Task 1 » In the listing below, pick out every line that contains the word "water" and copy each one.

Selected extract »
::::::::::

Requiring departments must submit to the acquiring department all contracting requirements for items assigned for coordinated acquisition, except—
(a) Items obtained through the sources in FAR 8.002(a)(1)(i) through (vii);
(b) Items obtained under 208.7003-1(a);
(c) Requirements not in excess of the simplified acquisition threshold in FAR Part 2, when contracting by the requiring department is in the best interest of the Government;
(d) In an emergency. When an emergency purchase is made, the requiring department must send one copy of the contract and a statement of the emergency to the contracting activity of the acquiring department;
(e) Requirements for which the acquiring department's contracting activity delegates contracting authority to the requiring department;
(f) Items in a research and development stage (as described in FAR Part 35). Under this exception, the military departments may contract for research and development requirements, including quantities for testing purposes and items undergoing in-service evaluation (not yet in actual production, but beyond prototype). Generally, this exception applies only when research and development funds are used.
(g) Items peculiar to nuclear ordnance material where design characteristics or test-inspection requirements are controlled by the Department of Energy (DoE) or by DoD to ensure reliability of nuclear weapons.
(1) This exception applies to all items designed for and peculiar to nuclear ordnance regardless of agency control, or to any item which requires test or inspection conducted or controlled by DoE or DoD.
(2) This exception does not cover items used for both nuclear ordnance and other purposes if the items are not subject to the special testing procedures.
(h) Items to be acquired under FAR 6.302-6 (national security requires limitation of sources);
(i) Items to be acquired under FAR 6.302-1 (supplies available only from the original source for follow-on contract);
(j) Items directly related to a major system and which are design controlled by and acquired from either the system manufacturer or a manufacturer of a major subsystem;
(k) Items subject to rapid design changes, or to continuous redesign or modification during the production and/or operational use phases, which require continual contact between industry and the requiring department to ensure that the item meets the requirements:
(1) This exception permits the requiring department to contract for items of highly unstable design. For use of this exception, it must be clearly impractical, both technically and contractually, to refer the acquisition to the acquiring department. Anticipation that contracting by negotiation will be appropriate, or that a number of design changes may occur during contract performance is not in itself sufficient reason for using this exception.
(2) This exception also applies to items requiring compatibility testing, provided such testing requires continual contact between industry and the requiring department;
(l) Containers acquired only with items for which they are designed;
(m) One-time buy of a noncataloged item.
(1) This exception permits the requiring departments to contract for a nonrecurring requirement for a noncataloged item. This exception could cover a part or component for a prototype which may be stock numbered at a later date.

::::::::::

Position identification records »

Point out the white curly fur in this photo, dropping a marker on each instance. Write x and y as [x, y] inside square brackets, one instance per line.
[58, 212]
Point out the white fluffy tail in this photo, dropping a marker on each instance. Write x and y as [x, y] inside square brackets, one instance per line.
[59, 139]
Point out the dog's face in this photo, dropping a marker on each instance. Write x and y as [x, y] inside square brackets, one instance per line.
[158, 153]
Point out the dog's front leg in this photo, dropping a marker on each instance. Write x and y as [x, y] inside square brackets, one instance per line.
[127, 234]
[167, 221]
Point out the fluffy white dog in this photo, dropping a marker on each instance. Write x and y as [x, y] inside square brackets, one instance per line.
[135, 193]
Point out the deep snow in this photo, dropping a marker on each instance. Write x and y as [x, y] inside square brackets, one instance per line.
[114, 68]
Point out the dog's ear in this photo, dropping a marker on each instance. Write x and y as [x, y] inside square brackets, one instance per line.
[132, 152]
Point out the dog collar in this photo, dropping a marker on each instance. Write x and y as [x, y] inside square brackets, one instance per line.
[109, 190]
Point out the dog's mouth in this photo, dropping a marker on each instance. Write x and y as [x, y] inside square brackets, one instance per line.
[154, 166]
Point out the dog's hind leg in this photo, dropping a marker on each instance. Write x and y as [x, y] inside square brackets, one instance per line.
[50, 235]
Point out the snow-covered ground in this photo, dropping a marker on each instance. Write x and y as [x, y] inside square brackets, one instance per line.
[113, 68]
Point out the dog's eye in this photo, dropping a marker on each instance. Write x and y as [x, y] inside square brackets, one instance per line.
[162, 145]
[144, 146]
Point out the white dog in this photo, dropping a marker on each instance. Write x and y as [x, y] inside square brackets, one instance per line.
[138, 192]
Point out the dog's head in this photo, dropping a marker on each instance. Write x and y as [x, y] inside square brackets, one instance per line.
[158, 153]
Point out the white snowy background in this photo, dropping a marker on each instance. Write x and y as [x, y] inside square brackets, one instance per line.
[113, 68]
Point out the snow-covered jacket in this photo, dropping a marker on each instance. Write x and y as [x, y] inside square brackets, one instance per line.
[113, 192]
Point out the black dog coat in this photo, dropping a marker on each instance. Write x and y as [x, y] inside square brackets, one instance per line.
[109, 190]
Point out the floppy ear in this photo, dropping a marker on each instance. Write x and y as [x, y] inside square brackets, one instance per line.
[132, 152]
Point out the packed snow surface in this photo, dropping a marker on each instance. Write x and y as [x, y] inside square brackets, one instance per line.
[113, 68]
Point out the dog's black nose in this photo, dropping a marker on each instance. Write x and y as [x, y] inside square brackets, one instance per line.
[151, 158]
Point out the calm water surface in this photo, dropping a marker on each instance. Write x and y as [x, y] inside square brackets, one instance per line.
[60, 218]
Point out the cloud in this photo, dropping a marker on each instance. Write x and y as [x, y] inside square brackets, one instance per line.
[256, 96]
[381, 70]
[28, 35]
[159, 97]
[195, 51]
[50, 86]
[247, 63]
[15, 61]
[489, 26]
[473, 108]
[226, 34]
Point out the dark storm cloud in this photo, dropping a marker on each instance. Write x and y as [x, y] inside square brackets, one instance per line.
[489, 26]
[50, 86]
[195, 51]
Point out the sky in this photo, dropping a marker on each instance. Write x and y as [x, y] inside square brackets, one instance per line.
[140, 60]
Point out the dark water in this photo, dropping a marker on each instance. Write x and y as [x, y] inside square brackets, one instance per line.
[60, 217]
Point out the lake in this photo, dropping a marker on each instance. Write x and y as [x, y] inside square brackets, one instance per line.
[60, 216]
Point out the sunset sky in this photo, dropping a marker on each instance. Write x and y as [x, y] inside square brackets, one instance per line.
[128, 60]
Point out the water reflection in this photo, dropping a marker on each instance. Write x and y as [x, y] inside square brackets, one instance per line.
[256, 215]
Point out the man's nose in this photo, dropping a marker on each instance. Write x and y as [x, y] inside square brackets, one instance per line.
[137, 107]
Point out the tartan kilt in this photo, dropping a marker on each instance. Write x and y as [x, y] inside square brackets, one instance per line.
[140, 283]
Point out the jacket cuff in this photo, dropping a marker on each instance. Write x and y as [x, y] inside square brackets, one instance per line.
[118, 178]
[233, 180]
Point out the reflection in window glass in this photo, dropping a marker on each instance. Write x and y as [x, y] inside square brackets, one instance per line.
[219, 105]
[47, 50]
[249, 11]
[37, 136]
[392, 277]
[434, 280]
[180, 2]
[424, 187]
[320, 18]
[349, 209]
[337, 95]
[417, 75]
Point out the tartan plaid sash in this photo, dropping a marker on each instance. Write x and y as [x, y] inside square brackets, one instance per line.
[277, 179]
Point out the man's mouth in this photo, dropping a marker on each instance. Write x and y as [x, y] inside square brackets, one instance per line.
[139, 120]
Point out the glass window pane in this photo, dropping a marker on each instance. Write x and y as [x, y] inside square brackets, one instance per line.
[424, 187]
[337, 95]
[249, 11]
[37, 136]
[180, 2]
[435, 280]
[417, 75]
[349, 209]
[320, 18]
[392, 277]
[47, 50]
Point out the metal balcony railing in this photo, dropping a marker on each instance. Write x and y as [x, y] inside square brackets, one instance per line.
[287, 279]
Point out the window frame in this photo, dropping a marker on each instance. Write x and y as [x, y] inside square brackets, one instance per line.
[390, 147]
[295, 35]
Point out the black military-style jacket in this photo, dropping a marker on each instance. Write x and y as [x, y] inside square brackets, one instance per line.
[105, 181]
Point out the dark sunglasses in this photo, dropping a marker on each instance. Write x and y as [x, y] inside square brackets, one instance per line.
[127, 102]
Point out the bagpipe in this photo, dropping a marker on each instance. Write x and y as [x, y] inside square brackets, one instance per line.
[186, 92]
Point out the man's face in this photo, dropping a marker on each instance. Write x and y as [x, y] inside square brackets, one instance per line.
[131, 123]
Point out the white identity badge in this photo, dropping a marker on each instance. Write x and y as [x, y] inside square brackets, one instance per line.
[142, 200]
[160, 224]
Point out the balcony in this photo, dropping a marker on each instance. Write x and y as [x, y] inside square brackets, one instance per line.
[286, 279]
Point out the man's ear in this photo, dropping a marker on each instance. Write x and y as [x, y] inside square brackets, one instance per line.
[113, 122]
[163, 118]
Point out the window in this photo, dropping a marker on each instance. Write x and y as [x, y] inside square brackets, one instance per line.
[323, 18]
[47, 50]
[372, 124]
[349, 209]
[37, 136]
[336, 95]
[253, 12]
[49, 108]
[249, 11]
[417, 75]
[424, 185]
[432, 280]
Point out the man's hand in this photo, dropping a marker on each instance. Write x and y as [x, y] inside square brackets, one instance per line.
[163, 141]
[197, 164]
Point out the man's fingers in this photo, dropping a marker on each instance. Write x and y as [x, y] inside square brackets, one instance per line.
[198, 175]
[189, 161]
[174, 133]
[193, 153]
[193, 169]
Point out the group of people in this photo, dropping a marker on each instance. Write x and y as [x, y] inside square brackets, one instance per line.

::::::::::

Task 2 » Resume the passage on exceptions to coordinated acquisition, starting after its last sentence.

Right answer 1 »
Point out the calm water surface in this photo, dropping a marker on each instance. Write x and y as [x, y] inside square brackets, one instance per line.
Point out the dark water in this photo, dropping a marker on each instance. Write x and y as [x, y] inside square brackets, one instance per line.
Point out the water reflection in this photo, dropping a marker on each instance. Write x and y as [x, y] inside square brackets, one instance per line.

Right answer 2 »
(2) This exception does not permit acquisitions of recurring requirements for an item, based solely on the fact that the item is not stock numbered, nor may it be used to acquire items which have only slightly different characteristics than previously cataloged items.
Follow the procedures at PGI 208.7004 for processing coordinated acquisition requirements.
Follow the procedures at—
(a) PGI 253.208-1 when using DD Form 448, Military Interdepartmental Purchase Request; and
(b) PGI 253.208-2 when using DD Form 448-2, Acceptance of MIPR.
See PGI 208.7006 for coordinated acquisition assignments.
(Revised July 11, 2006)
NASA is authorized by Pub. L. 85-568 to use the acquisition services, personnel, equipment, and facilities of DoD departments and agencies with their consent, with or without reimbursement, and on a similar basis to cooperate with the departments/ agencies in the use of acquisition services, equipment, and facilities.
Departments and agencies shall cooperate fully with NASA in making acquisition services, equipment, personnel, and facilities available on the basis of mutual agreement.
Follow the procedures at PGI 208.7102 when contracting or performing services for NASA.
(Removed July 11, 2006)
(Revised July 11, 2006)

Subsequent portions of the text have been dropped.